→ **Your goal**: Present the entries from the line with "In this exercise you will indicate every instance of the wooden" to the line with "<point>666,467</point>", both included, as a Markdown table with columns Row and Line, leaving out blank lines.

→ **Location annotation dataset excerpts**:
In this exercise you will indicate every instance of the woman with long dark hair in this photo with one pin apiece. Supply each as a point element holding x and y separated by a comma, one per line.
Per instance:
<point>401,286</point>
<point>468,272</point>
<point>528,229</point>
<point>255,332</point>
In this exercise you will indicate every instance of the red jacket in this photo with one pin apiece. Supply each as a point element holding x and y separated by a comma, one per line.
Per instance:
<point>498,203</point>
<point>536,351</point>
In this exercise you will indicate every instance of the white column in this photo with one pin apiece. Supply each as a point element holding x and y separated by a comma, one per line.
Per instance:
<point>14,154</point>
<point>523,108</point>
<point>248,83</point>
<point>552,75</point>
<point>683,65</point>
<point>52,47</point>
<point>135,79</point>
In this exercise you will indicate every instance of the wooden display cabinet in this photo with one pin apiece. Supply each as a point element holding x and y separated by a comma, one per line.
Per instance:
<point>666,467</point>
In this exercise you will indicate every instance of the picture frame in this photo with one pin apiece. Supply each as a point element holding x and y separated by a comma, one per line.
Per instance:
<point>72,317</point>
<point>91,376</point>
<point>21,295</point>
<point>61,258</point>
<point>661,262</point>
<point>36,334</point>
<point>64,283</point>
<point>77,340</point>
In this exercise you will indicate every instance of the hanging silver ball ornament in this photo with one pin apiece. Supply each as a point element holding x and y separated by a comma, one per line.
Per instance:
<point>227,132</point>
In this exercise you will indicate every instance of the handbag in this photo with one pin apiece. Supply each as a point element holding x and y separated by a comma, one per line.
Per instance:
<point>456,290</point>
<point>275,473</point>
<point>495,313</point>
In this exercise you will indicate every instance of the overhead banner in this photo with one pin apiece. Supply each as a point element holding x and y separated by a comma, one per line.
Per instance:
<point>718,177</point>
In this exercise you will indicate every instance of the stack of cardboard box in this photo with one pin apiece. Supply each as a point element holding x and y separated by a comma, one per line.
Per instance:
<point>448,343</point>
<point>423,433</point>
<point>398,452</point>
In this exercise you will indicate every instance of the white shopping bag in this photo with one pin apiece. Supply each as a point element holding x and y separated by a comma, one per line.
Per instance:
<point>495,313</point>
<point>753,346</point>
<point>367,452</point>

→ **Reply**:
| Row | Line |
|---|---|
| 1 | In this exercise you will indicate every instance of the wooden display cabinet in this photo with one pin apiece. Supply each as a point element holding x and y separated by a comma, one per line. |
| 2 | Per instance: |
| 3 | <point>666,467</point> |